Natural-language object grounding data
↓

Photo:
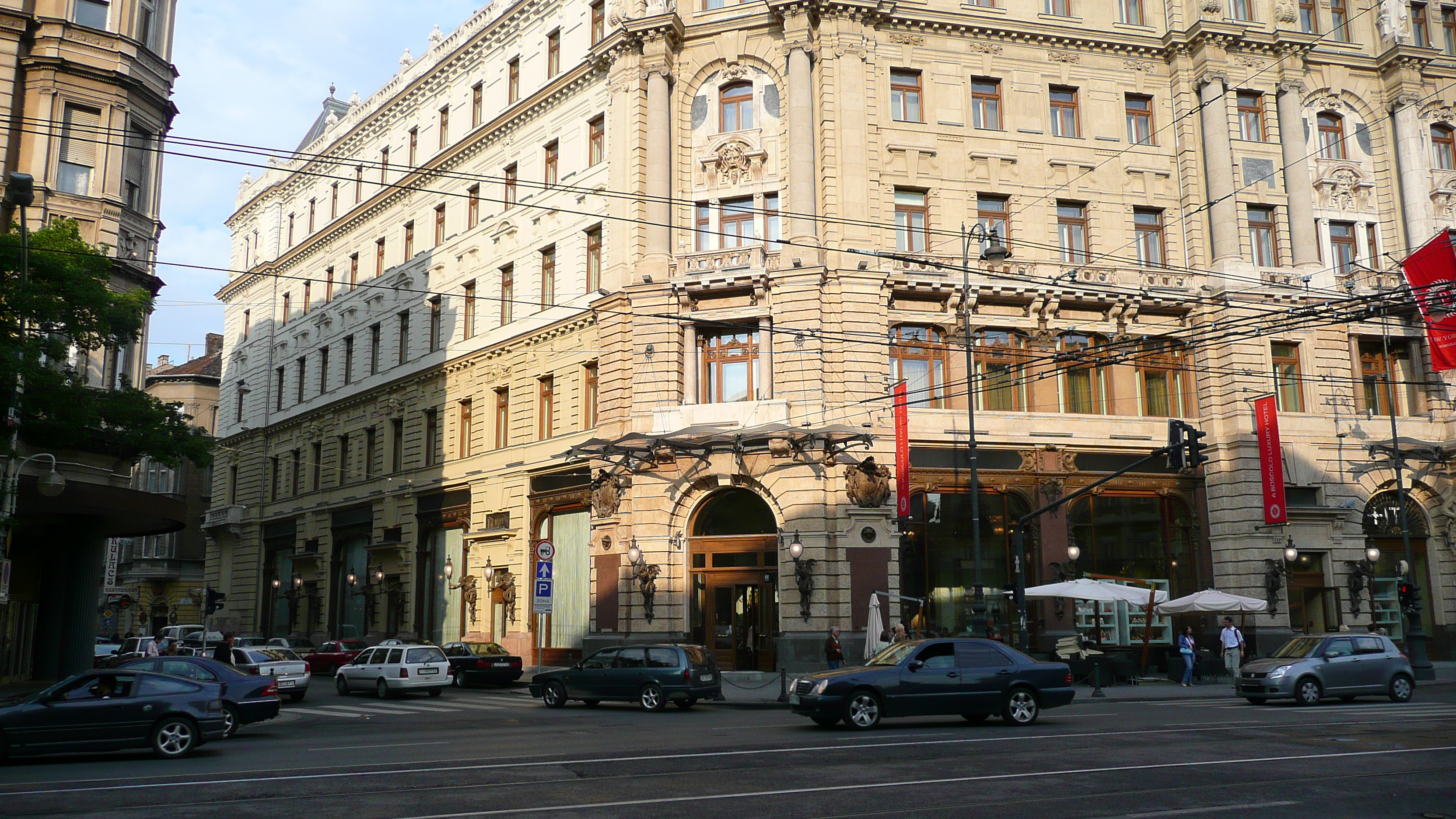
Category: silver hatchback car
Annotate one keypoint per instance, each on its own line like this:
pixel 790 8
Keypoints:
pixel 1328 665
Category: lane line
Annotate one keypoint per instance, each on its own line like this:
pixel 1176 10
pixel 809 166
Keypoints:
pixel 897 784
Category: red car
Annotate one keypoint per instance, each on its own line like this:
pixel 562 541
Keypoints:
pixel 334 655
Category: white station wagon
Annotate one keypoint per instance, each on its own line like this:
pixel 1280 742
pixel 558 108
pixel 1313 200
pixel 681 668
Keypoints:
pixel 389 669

↑
↓

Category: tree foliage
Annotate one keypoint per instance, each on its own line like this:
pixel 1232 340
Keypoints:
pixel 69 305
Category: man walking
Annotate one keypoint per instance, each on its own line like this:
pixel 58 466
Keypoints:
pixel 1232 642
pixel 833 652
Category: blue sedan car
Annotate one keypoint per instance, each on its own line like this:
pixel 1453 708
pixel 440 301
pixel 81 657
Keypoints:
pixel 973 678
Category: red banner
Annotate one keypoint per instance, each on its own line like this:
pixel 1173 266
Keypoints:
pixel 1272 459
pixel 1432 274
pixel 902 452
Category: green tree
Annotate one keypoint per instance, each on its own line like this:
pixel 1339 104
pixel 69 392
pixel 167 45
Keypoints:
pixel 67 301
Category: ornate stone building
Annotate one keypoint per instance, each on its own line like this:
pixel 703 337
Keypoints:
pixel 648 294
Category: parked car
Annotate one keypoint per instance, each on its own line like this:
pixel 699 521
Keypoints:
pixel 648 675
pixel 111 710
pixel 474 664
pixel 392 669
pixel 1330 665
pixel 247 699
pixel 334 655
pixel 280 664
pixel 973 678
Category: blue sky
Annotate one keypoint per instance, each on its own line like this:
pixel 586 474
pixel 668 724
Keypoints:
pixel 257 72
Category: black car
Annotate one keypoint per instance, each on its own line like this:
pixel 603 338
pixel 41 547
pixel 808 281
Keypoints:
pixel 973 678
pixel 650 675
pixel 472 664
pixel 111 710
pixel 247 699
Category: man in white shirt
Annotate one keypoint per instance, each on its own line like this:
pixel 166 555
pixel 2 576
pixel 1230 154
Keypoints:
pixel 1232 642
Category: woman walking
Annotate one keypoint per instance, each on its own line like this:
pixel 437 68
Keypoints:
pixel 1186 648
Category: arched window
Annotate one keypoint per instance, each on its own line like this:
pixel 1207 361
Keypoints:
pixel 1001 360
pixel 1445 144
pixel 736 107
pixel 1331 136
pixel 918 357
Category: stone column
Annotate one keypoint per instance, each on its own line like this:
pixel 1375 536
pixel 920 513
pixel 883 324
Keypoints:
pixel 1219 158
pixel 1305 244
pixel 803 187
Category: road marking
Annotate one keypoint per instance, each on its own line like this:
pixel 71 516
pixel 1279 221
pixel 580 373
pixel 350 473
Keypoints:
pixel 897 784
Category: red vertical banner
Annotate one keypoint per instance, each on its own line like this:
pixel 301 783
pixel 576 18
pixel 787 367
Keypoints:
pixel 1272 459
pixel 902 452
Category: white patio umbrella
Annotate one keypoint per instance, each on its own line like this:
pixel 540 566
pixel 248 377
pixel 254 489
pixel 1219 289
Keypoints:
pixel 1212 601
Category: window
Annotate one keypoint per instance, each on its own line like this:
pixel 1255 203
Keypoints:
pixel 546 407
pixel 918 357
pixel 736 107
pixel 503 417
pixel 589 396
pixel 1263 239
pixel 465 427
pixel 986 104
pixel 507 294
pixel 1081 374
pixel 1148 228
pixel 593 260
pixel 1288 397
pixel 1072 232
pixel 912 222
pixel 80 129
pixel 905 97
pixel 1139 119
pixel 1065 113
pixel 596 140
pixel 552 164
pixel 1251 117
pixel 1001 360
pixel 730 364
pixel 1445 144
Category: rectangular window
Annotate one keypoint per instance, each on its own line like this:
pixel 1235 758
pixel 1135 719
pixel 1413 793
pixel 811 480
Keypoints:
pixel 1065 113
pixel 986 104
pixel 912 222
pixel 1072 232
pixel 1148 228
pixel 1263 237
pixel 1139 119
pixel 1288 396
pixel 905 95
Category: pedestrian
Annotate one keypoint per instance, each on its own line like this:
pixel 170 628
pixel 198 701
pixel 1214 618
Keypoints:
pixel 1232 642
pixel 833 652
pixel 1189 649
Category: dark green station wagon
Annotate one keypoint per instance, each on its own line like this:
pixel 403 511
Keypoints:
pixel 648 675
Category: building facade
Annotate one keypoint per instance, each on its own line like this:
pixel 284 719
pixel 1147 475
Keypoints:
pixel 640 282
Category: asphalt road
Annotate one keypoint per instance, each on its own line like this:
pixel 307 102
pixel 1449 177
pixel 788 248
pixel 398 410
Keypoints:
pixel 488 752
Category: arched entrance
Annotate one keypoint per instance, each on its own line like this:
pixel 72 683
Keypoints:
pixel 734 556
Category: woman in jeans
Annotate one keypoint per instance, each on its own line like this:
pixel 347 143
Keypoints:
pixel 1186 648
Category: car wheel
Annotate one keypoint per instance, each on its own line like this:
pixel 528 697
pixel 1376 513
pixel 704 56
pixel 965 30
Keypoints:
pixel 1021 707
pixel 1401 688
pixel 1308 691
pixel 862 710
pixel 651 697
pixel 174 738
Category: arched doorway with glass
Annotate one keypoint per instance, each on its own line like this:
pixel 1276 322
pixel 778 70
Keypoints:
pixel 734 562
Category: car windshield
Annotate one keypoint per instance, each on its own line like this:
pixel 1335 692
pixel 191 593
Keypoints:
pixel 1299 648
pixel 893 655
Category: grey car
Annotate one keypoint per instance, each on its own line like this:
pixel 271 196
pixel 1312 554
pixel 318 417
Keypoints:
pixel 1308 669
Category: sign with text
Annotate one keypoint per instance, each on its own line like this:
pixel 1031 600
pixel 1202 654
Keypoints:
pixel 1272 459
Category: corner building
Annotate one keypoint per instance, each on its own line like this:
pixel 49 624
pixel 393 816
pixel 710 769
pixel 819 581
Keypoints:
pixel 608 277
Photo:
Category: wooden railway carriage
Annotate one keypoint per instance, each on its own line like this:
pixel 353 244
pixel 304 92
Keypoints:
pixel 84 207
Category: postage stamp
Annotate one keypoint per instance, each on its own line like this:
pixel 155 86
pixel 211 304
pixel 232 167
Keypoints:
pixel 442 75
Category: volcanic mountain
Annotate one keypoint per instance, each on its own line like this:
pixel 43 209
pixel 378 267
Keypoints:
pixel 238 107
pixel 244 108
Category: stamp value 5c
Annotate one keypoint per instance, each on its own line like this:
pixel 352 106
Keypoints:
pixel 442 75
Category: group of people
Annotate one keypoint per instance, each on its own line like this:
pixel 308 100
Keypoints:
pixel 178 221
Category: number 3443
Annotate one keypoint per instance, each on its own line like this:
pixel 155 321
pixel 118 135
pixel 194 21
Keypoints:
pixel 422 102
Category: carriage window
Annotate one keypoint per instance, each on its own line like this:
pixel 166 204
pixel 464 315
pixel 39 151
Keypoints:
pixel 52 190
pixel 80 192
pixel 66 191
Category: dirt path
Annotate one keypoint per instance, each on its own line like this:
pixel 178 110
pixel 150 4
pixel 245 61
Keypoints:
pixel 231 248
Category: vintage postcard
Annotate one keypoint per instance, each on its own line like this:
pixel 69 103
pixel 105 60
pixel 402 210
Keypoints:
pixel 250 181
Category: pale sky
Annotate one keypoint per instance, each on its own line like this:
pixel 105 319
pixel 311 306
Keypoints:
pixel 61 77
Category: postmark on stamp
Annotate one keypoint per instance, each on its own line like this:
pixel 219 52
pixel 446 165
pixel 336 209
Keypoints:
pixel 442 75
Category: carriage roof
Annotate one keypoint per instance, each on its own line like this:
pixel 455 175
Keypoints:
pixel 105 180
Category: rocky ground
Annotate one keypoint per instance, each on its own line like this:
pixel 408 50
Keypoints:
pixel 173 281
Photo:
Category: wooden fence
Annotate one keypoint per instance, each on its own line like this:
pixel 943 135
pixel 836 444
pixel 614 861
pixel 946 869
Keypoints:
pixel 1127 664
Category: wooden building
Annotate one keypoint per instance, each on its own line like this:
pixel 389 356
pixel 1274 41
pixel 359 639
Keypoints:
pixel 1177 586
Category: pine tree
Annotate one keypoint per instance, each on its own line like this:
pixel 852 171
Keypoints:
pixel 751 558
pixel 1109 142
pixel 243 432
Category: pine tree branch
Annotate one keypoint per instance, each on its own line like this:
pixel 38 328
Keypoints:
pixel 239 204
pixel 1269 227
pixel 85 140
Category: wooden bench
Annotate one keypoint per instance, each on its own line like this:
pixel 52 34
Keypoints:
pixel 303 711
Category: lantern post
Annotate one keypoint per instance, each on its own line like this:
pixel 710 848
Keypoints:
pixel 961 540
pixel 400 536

↑
↓

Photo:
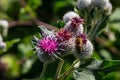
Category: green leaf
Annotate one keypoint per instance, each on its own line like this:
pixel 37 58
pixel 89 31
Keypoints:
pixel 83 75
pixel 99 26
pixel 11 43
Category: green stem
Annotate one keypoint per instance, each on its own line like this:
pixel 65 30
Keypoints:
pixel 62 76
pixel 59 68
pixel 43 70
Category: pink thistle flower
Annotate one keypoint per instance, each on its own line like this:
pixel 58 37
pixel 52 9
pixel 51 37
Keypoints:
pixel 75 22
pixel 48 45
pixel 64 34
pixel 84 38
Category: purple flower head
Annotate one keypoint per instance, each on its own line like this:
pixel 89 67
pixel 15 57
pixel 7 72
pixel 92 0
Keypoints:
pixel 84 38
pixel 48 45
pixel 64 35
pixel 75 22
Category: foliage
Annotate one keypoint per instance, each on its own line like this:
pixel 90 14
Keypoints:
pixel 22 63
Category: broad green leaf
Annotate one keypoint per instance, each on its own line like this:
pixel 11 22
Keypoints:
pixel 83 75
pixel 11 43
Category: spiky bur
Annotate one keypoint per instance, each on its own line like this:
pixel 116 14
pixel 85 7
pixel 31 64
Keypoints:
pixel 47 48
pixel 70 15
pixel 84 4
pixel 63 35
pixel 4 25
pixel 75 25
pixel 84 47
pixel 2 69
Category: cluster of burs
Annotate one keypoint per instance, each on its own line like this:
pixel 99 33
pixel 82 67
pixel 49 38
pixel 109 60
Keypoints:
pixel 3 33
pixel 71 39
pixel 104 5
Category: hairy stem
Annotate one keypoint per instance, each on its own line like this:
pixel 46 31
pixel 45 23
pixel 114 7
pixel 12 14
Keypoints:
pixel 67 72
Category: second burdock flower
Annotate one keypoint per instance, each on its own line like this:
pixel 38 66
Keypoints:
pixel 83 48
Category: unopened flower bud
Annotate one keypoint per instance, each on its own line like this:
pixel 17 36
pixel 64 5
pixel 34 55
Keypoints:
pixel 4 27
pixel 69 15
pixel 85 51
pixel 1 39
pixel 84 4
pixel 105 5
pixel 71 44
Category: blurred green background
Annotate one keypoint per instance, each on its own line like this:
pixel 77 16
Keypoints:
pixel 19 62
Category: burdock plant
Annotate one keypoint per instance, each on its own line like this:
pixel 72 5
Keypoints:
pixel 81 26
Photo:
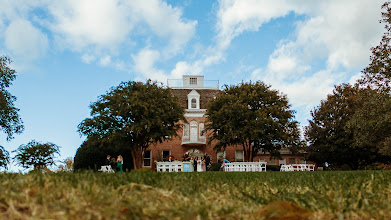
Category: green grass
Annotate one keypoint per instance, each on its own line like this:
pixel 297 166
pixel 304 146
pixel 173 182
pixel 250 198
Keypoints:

↑

Assignment =>
Every line above from the line with "Category: tree foliage" to the line with "pixel 699 521", inclusive, must be returned exactly; no other line belongs in the reply.

The answer =>
Category: tree foliage
Annotate one keypoint per instance, each on its own line like this:
pixel 1232 340
Keypoints:
pixel 69 305
Category: man walking
Annotate one keypoint per instance, each on its own line like this:
pixel 58 466
Keypoints:
pixel 1232 642
pixel 833 652
Category: blue sedan car
Annotate one keypoint per instance, each on its own line like this:
pixel 1453 708
pixel 440 301
pixel 81 657
Keypoints:
pixel 973 678
Category: red banner
Annotate one keypoint per instance, each on its own line like this:
pixel 1173 266
Keypoints:
pixel 1272 459
pixel 1432 274
pixel 902 452
Category: green tree
Annotate one keypoint per instance, each on its own line like this:
pixel 1339 104
pixel 69 392
pixel 167 45
Keypoints:
pixel 67 301
Category: ornate stone building
Annotate one keypoint per instance, each on its own line like this:
pixel 703 337
Keypoints:
pixel 648 294
Category: parked car
Annotate one keypoint per instance, each on its own line like this:
pixel 699 521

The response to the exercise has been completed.